### Excerpted records
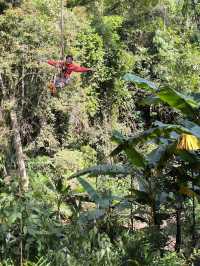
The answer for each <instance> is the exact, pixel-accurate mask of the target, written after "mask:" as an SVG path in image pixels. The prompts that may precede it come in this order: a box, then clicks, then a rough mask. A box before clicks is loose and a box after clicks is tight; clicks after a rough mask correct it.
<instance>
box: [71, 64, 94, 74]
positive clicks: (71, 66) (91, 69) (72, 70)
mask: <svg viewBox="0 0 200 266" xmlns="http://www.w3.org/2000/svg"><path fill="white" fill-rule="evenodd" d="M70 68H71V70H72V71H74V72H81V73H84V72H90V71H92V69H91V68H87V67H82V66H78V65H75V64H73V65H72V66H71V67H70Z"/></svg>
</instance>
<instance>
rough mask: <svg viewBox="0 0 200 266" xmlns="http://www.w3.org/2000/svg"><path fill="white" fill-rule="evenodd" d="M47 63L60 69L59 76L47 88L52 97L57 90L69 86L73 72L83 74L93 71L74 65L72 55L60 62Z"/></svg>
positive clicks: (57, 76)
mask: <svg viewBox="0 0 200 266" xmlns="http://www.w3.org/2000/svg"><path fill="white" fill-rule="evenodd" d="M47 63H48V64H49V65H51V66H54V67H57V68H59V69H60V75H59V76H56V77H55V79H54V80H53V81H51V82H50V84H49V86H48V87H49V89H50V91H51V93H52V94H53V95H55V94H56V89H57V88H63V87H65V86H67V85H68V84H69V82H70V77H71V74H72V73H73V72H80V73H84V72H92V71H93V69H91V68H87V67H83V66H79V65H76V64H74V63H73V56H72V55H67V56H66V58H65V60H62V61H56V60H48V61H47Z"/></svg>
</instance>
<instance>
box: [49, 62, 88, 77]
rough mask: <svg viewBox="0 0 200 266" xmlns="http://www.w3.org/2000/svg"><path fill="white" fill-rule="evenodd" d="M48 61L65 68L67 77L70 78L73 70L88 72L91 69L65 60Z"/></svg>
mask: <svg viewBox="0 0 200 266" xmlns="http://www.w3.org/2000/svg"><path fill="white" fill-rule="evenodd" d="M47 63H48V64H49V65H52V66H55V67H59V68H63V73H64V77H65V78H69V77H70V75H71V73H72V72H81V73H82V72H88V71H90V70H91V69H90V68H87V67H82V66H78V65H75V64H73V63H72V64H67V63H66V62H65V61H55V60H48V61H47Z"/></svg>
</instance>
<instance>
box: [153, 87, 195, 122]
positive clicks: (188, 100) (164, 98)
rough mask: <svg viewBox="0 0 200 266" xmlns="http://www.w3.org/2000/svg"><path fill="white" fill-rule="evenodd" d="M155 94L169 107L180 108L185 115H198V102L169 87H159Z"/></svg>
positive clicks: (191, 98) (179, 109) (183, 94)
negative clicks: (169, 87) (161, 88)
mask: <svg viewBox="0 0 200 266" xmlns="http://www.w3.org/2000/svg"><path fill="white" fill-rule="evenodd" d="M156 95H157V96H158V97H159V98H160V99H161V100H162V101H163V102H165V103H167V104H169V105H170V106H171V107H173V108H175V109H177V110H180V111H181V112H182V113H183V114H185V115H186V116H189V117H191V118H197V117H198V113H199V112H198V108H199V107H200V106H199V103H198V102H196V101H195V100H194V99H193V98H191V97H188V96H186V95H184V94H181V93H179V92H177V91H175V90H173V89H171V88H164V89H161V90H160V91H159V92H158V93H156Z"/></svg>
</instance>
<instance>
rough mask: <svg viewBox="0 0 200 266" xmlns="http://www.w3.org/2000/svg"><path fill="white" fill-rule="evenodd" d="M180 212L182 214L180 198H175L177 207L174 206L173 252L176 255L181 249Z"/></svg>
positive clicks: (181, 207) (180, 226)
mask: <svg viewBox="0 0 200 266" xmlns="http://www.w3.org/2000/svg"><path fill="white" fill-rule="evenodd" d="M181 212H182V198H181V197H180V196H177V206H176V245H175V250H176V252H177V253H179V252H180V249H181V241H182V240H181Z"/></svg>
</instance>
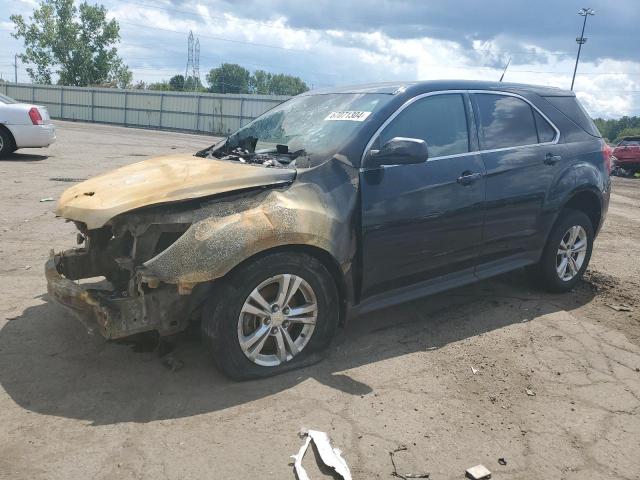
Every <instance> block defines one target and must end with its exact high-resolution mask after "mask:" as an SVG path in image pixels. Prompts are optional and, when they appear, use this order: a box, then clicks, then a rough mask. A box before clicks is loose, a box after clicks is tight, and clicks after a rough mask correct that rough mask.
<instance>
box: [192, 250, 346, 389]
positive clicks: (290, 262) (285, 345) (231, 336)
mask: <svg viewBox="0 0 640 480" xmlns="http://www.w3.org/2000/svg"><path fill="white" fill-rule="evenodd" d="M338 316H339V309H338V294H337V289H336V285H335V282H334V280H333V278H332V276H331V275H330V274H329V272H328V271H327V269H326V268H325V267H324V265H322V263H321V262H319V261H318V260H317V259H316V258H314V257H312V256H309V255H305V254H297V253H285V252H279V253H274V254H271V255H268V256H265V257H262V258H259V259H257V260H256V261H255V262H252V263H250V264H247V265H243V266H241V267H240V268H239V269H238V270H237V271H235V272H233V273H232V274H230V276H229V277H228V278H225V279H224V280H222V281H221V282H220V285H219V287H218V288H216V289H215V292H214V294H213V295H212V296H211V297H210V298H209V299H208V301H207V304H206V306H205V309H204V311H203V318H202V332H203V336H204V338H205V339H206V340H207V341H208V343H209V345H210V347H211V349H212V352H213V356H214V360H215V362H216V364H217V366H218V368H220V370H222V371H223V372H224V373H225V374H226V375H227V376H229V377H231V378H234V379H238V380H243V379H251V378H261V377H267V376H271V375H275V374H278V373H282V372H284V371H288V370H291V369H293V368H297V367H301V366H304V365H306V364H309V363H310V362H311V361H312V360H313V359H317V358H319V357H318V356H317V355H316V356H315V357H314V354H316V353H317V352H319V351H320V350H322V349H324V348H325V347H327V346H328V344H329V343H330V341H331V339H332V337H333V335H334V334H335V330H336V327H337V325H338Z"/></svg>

### Task description
A faithful copy of the records above, without images, is what to give back.

### Response for this exercise
The answer for each <instance> is the exact, pixel-accurate mask of the target, written after "mask:" as an SVG path in image pixels. The prompts that may precede it come in this order: a box, then clicks, then a rough mask. A box before clicks is loose and a box after clicks is tight; clicks after a rough mask correct it.
<instance>
box: [71, 64, 94, 74]
positive clicks: (71, 66) (91, 69) (72, 70)
mask: <svg viewBox="0 0 200 266" xmlns="http://www.w3.org/2000/svg"><path fill="white" fill-rule="evenodd" d="M70 68H71V70H72V71H74V72H81V73H84V72H90V71H92V69H91V68H87V67H82V66H78V65H75V64H73V65H72V66H71V67H70Z"/></svg>
</instance>
<instance>
rough mask: <svg viewBox="0 0 200 266" xmlns="http://www.w3.org/2000/svg"><path fill="white" fill-rule="evenodd" d="M47 63L60 69L59 76L47 88L52 97L57 90L69 86L73 72L83 74L93 71L74 65L72 55L60 62Z"/></svg>
positive clicks: (57, 76)
mask: <svg viewBox="0 0 200 266" xmlns="http://www.w3.org/2000/svg"><path fill="white" fill-rule="evenodd" d="M47 63H48V64H49V65H51V66H54V67H57V68H59V69H60V75H59V76H56V77H55V79H54V80H53V81H51V82H50V84H49V86H48V87H49V89H50V91H51V93H52V94H53V95H55V94H56V89H57V88H63V87H65V86H67V85H68V84H69V82H70V77H71V74H72V73H73V72H80V73H84V72H92V71H93V69H91V68H87V67H83V66H79V65H76V64H74V63H73V56H72V55H67V56H66V58H65V60H62V61H56V60H48V61H47Z"/></svg>
</instance>
<instance>
box: [49, 62, 88, 77]
rough mask: <svg viewBox="0 0 200 266" xmlns="http://www.w3.org/2000/svg"><path fill="white" fill-rule="evenodd" d="M48 61L65 68L67 77L70 78L73 70L88 72L91 69L65 60Z"/></svg>
mask: <svg viewBox="0 0 200 266" xmlns="http://www.w3.org/2000/svg"><path fill="white" fill-rule="evenodd" d="M47 63H48V64H49V65H52V66H55V67H59V68H63V73H64V77H65V78H69V77H70V75H71V73H72V72H81V73H82V72H88V71H90V70H91V69H90V68H87V67H82V66H78V65H75V64H73V63H72V64H67V63H66V62H65V61H55V60H48V61H47Z"/></svg>
</instance>
<instance>
box: [153, 87, 195, 122]
positive clicks: (188, 100) (164, 98)
rough mask: <svg viewBox="0 0 200 266" xmlns="http://www.w3.org/2000/svg"><path fill="white" fill-rule="evenodd" d="M155 94L169 107L180 108L185 115H198V102L169 87H159Z"/></svg>
positive clicks: (191, 98) (179, 109) (183, 94)
negative clicks: (169, 87) (161, 88)
mask: <svg viewBox="0 0 200 266" xmlns="http://www.w3.org/2000/svg"><path fill="white" fill-rule="evenodd" d="M156 95H157V96H158V97H159V98H160V99H161V100H162V101H163V102H165V103H167V104H169V105H170V106H171V107H173V108H175V109H177V110H180V111H181V112H182V113H183V114H185V115H186V116H189V117H191V118H197V117H198V113H199V112H198V108H199V107H200V106H199V103H198V102H196V101H195V100H194V99H193V98H191V97H188V96H186V95H184V94H181V93H179V92H177V91H175V90H173V89H171V88H164V89H161V90H160V91H159V92H158V93H156Z"/></svg>
</instance>
<instance>
rough mask: <svg viewBox="0 0 200 266" xmlns="http://www.w3.org/2000/svg"><path fill="white" fill-rule="evenodd" d="M180 212L182 214L180 198H175L177 207L174 206L173 252L176 255L181 249Z"/></svg>
positive clicks: (181, 207) (180, 226)
mask: <svg viewBox="0 0 200 266" xmlns="http://www.w3.org/2000/svg"><path fill="white" fill-rule="evenodd" d="M181 212H182V198H181V197H180V196H177V206H176V245H175V250H176V252H177V253H179V252H180V249H181V241H182V240H181Z"/></svg>
</instance>
Every <instance> block defines one target and must end with its exact high-resolution mask after "mask:" as an SVG path in image pixels. Prompts are optional and, when they appear, use this order: a box, then clicks, then a rough mask. A box before clicks is loose, a box after clicks is tight, and clicks after a rough mask correct that rough mask.
<instance>
box: [192, 250, 346, 389]
positive clicks: (290, 262) (285, 345) (231, 336)
mask: <svg viewBox="0 0 640 480" xmlns="http://www.w3.org/2000/svg"><path fill="white" fill-rule="evenodd" d="M338 316H339V309H338V294H337V289H336V285H335V282H334V280H333V278H332V276H331V275H330V274H329V272H328V271H327V269H326V268H325V267H324V265H322V263H321V262H319V261H318V260H317V259H316V258H314V257H312V256H309V255H305V254H297V253H285V252H279V253H274V254H271V255H268V256H265V257H262V258H259V259H257V260H256V261H255V262H252V263H250V264H247V265H243V266H241V267H240V268H239V269H238V270H237V271H235V272H233V273H232V274H230V276H229V277H228V278H225V279H224V280H222V281H221V282H220V285H219V287H218V288H216V289H215V292H214V294H213V295H212V296H211V297H210V298H209V299H208V301H207V304H206V306H205V309H204V311H203V318H202V332H203V336H204V338H205V339H206V340H207V341H208V343H209V345H210V347H211V349H212V352H213V356H214V360H215V362H216V364H217V366H218V368H220V370H222V371H223V372H224V373H225V374H226V375H227V376H229V377H231V378H234V379H238V380H243V379H251V378H261V377H267V376H271V375H275V374H278V373H282V372H284V371H288V370H291V369H293V368H297V367H301V366H304V365H306V364H309V363H310V362H311V361H312V360H313V359H317V358H319V357H318V356H317V355H316V356H315V357H314V354H316V353H317V352H319V351H320V350H322V349H324V348H325V347H327V346H328V344H329V343H330V341H331V339H332V337H333V335H334V334H335V330H336V327H337V325H338Z"/></svg>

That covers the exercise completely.